Aufgaben:
**1)** Zitiere aus dem Bericht über die MS-Selbsthilfegruppe den Abschnitt zwischen „Axel Junge, Gisela“ und „MS-Partnergruppe aus Essen.“, beide Stellen eingeschlossen.
**2)** Schreibe den Bericht über das Jubiläum der MS-Selbsthilfegruppe im Anschluss an seinen letzten Satz fort.

Axel Junge, Gisela Steimel, Eike Kleinheyer und Rita Kurscheid (v.l. sitzend) sowie der Vorsitzende Manfred Sträßer mit Susanne Narres von der MS-Partnergruppe aus Essen.

Foto: Foto: Martina Welt

Sie waren gekommen, um zu feiern. Und die Stimmung war gut am Samstag im Siegburger Stadtmuseum. Denn die Selbsthilfegruppe Troisdorf/Siegburg für Multiple-Sklerose-Patienten beging ihren 35. Geburtstag. „35 Jahre sind geschafft“, begrüßte der Vorsitzende Manfred Sträßer die Betroffenen und deren Angehörige. Es sei ein Zeit gewesen, in der die Gruppe „mit viel Herzblut zu einer starken Gemeinschaft zusammengewachsen ist“. In dieser Zeit sei es für jeden Einzelnen der Betroffenen darum gegangen, sich neue Perspektiven zu schaffen und Lebensqualität zu halten oder zu verbessern. Für Sträßer bleibt diese Gruppe mit der allwöchentlichen Begegnung der Mitglieder „der richtige Raum für Augenblicke der Herzlichkeit und Lebensfreude“.

Unter den vielen Gästen tummelte sich auch Axel Junge (52) – so wie viele andere auch konnte er nur im Rollstuhl an der Feier teilnehmen. Als bei ihm die ersten Beschwerden Anfang der 90er Jahre begannen, wie Sehprobleme mit Doppelbildern und Unschärfe, dachte zunächst niemand an die Nervenkrankheit Multiple Sklerose (MS). „Die Diagnose bekam ich erst zwei Jahre später nach der Lumbalpunktion“, erinnerte er sich. Dabei werde Rückenmarkflüssigkeit entnommen, die dann auf Entzündungsherde untersucht wird. „Ich habe selbst nach der Diagnose noch eine Zeit lang gehofft, dass die Beschwerden vielleicht durch eine Amalgam-Vergiftung hervorgerufen worden seien“, erzählte Junge. Tatsächlich verschlimmerte sich sein Zustand deutlich nach der entsprechenden Zahnsanierung, bei der die alten Plomben entfernt wurden.

Bereitgestellte Daten:
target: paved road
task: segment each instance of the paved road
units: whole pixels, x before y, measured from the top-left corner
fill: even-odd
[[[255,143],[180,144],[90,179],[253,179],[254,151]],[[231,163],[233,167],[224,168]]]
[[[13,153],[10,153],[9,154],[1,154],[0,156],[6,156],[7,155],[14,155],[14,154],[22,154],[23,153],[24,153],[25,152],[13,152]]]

Lösungen:
**1)**
Axel Junge, Gisela Steimel, Eike Kleinheyer und Rita Kurscheid (v.l. sitzend) sowie der Vorsitzende Manfred Sträßer mit Susanne Narres von der MS-Partnergruppe aus Essen.

**2)**
Zwischenzeitig hatte Junge auch immer wieder Schmerzen in den Beinen. Der Rat, den er damals aus der Neurologischen Klinik auf dem Venusberg bekam: „Nehmen Sie doch täglich einen Esslöffel Olivenöl zu sich , das wird sicher helfen.“ Damals habe es noch keine Medikamente gegeben. „Ich bekam Cortison, aber das hat nicht viel gebracht.“ Erst zu Beginn der Jahrtausendwende gab es weitere Medikamente für MS-Kranke. Die regelmäßigen Schübe wandelten sich bei Junge zu einem schleichenden Verlauf der Krankheit. Blasenprobleme kamen hinzu und Mitte 2000 bekam er massive Probleme mit dem Gehen. „Es gibt keinen klassischen Verlauf der Krankheit“, so Junge. „MS ist die Krankheit der vielen Gesichter“, sagte er. Ursache ist eine Entzündung der Nerven. „Das ist so wie bei einem Elektrokabel, bei dem die Isolierung defekt ist und das deshalb nicht mehr richtig funktioniert.“

Für Junge ebenso wie für die 54 Mitglieder der Gruppe sind die regelmäßigen Treffen im Alfred-Delp-Zentrum in Troisdorf wichtig. Einmal pro Monat habe man so die Gelegenheit, Fragen zu klären, Trost zu spenden und zu erhalten oder einfach nur Freundschaften zu pflegen, sagte Betroffenenberaterin Gisela Steimel. „Über 90 Prozent der Menschen, die Kontakt zu uns suchen, kommen wieder.“

Weihnachtsfeier, Karneval, Grillfeste im Sommer oder die Gruppenfahrt jedes Jahr sind Besonderheiten im Gruppenleben. Selbst stark behinderte Mitglieder dürfen mitfahren und bekommen vor Ort die Hilfsmittel, die sie brauchen. Für die entsprechenden Zuschussanträge bei den Krankenkassen sorgt Schriftführerin Claudia Ahrenz.

„Spätestens im Bus fällt die Anspannung von allen ab und am Ende der Fahrt kommt das große Bedauern, dass nun alle schon wieder vorbei ist“, sagte Kassiererin Eike Kleinheyer. Ihr großer Wunsch ist, dass die Fahrtkostenzuschüsse, die im vergangenen Jahr vom Kreis gekürzt wurden, wieder in voller Höhe ausgezahlt werden. Grundsätzlich wünscht sie sich, dass die Barrieren sowohl auf der Straße als auch in den Köpfen der Menschen abgebaut werden. Dafür engagiert sie sich auch im Integrationsbeirat des Rhein-Sieg-Kreises.

Unter den Gästen bei der Geburtstagsfeier der Selbsthilfegruppe waren am Samstagvormittag neben Siegburgs Bürgermeister Franz Huhn auch die Troisdorfer Vizebürgermeisterin Angela Pollheim und Kreisdirektorin Annerose Heinze.